_Work request_: Leave the pictures aside and copy all the data exactly.

[Records from a data source]
----------------------------------------

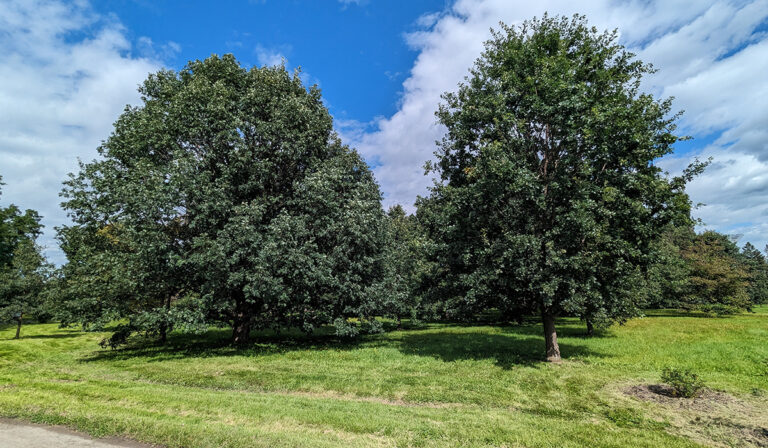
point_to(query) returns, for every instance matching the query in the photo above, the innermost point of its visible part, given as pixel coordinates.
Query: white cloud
(67, 74)
(270, 57)
(709, 57)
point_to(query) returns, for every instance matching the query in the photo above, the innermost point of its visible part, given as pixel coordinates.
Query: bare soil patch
(713, 417)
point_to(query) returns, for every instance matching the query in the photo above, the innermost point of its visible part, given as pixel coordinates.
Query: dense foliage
(549, 200)
(23, 269)
(226, 198)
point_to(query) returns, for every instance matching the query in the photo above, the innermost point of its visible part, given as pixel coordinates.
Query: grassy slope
(433, 386)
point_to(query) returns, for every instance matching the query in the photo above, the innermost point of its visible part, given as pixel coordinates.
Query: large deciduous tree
(229, 187)
(548, 198)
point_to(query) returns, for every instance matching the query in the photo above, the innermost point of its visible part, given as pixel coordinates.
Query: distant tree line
(226, 198)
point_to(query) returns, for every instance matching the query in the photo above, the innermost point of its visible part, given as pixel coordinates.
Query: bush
(683, 382)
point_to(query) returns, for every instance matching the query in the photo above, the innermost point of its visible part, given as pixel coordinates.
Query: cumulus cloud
(270, 57)
(67, 74)
(712, 56)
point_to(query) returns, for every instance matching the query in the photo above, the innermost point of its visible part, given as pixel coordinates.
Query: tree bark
(550, 337)
(241, 328)
(164, 327)
(18, 327)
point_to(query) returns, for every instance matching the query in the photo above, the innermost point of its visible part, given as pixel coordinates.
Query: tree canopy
(23, 269)
(226, 197)
(549, 198)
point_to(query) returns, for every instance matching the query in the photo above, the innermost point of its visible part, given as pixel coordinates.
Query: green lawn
(435, 385)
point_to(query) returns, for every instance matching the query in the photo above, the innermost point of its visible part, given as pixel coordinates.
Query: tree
(406, 265)
(22, 284)
(757, 268)
(668, 278)
(15, 227)
(22, 265)
(226, 197)
(548, 198)
(719, 280)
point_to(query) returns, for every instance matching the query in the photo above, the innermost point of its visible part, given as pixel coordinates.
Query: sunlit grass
(434, 385)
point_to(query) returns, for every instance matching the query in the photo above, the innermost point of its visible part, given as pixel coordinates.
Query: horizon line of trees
(226, 198)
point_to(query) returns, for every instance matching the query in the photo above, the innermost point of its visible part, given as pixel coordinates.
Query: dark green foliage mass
(719, 280)
(407, 266)
(225, 198)
(668, 277)
(23, 269)
(15, 227)
(549, 200)
(757, 267)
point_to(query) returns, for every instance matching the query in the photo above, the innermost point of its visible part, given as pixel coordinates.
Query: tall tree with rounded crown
(228, 186)
(548, 197)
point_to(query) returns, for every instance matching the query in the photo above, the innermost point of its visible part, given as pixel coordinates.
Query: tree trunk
(550, 336)
(18, 327)
(164, 327)
(241, 325)
(241, 330)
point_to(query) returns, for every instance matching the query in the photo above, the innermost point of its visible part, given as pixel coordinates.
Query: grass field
(434, 385)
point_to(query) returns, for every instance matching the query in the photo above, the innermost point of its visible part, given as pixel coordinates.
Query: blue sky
(69, 67)
(355, 51)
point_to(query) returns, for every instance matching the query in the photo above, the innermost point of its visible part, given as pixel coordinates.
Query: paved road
(14, 434)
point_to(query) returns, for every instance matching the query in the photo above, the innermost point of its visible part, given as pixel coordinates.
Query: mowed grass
(433, 385)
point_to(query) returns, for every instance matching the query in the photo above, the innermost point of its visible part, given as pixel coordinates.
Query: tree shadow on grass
(515, 346)
(218, 343)
(51, 336)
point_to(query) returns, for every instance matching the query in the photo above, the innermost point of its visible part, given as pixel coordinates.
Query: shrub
(683, 382)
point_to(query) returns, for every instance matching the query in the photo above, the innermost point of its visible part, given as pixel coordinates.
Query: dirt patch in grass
(713, 417)
(706, 400)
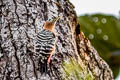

----------------------------------------

_Your solution_:
point_to(query) returns, for every instance matching the query in the photo above, the innermost point of its visible part, given as pixel coordinates.
Query: white cloud
(67, 74)
(270, 57)
(709, 57)
point_to(query) returns, for every instance matching the query in the photo above, the innermost point of its visible part, given as pixel coordinates.
Query: bare soil patch
(713, 417)
point_to(query) returns, for every instance matching the query in the photo above, the innermost point of its visible part, given as pixel coordinates.
Query: dense foliage
(549, 200)
(23, 269)
(226, 198)
point_to(query) returns, for every instance matching the query in the photo above, the innermost point of its visible part, given as pixel coordinates.
Query: grassy slope
(433, 386)
point_to(query) returns, for every instance matching the query in the photo above, the innermost point of its visible part, given as pixel coordinates.
Query: large deciduous tree
(229, 187)
(548, 198)
point_to(query) returns, for every instance matching the query in the photo above, the innermost point of its visible part, given as pixel coordinates.
Query: distant tree line
(226, 198)
point_to(query) returns, for every instance matching the query in the photo above, the innermost point of its visible part, given as pixel coordinates.
Query: bush
(683, 382)
point_to(query) returns, for every instance matching the query in the photo above, the innermost point of its visible part, given as pixel coordinates.
Query: cumulus cloud
(270, 57)
(67, 74)
(712, 56)
point_to(query) returns, for every instance matching the query in the photo above, the innermost point of its visible part, given as pixel coordinates.
Query: tree bark
(550, 337)
(241, 328)
(164, 327)
(18, 327)
point_to(query) returns, for every instance matching the query in the photo above, the innermost point of its visible part, given as pixel coordinates.
Query: tree canopy
(23, 269)
(226, 197)
(549, 198)
point_to(query) returns, for every instance matching the query in the photo above, the innermost point of its visible part, given as pixel coordinates.
Query: green lawn
(435, 385)
point_to(query) returns, for every instance matching the query in the photo above, the innermost point of its visible part, given as pixel coordinates.
Query: tree
(406, 265)
(22, 284)
(757, 268)
(668, 278)
(15, 227)
(22, 265)
(226, 197)
(548, 198)
(719, 280)
point_to(query) returns, for every instance matching the query in the photo above, the innermost point of its visible part, given as pixel coordinates.
Query: sunlit grass
(434, 385)
point_to(query) returns, for every instance matching the query in the photo above, the innermost point of its visible part, given as pixel coordinates.
Query: horizon line of trees
(226, 198)
point_to(query) returns, for every instance matching the query in the photo above, the innermost point of its visible part, given as pixel coordinates.
Query: dark green foliage mass
(719, 280)
(407, 266)
(225, 198)
(668, 277)
(23, 269)
(15, 227)
(549, 200)
(757, 267)
point_to(query) returns, for every instance matching the query in the photo above, the innermost point of its visible part, given as pixel coordinates.
Query: tall tree with rounded crown
(228, 186)
(548, 197)
point_to(query) returns, for every instance matching the query in the photo above, the innermost point of its visible part, given as pixel coordinates.
Query: tree trunk
(550, 336)
(18, 327)
(164, 327)
(241, 325)
(241, 330)
point_to(query) returns, for every instance matching the query in the photo above, the innermost point of its visible part, given as pixel coordinates.
Query: grass field
(434, 385)
point_to(query) returns, for every instance matching the query in the photo above, the innermost point of its visible part, given as pixel coordinates.
Query: blue sky
(69, 67)
(355, 51)
point_to(query) returns, for every instance matching the query in the photo above, the innermost point of its visible part, given as pixel coordinates.
Query: paved road
(14, 434)
point_to(query) returns, for every instance matching the query in the photo above, the innermost point of its visible part, given as pixel coordinates.
Query: mowed grass
(433, 385)
point_to(query) returns, for every instance matching the query in the photo above, the innermost point of its visible part, given as pixel coordinates.
Query: tree shadow on grass
(515, 346)
(218, 343)
(51, 336)
point_to(query) returns, for every instance matching the query in the photo above, the innermost point of its visible part, given as pixel coordinates.
Query: shrub
(683, 382)
point_to(query) returns, for every instance matching the query in the photo above, the innermost point of its visible part, given as pixel coordinates.
Query: dirt patch in grass
(713, 417)
(706, 400)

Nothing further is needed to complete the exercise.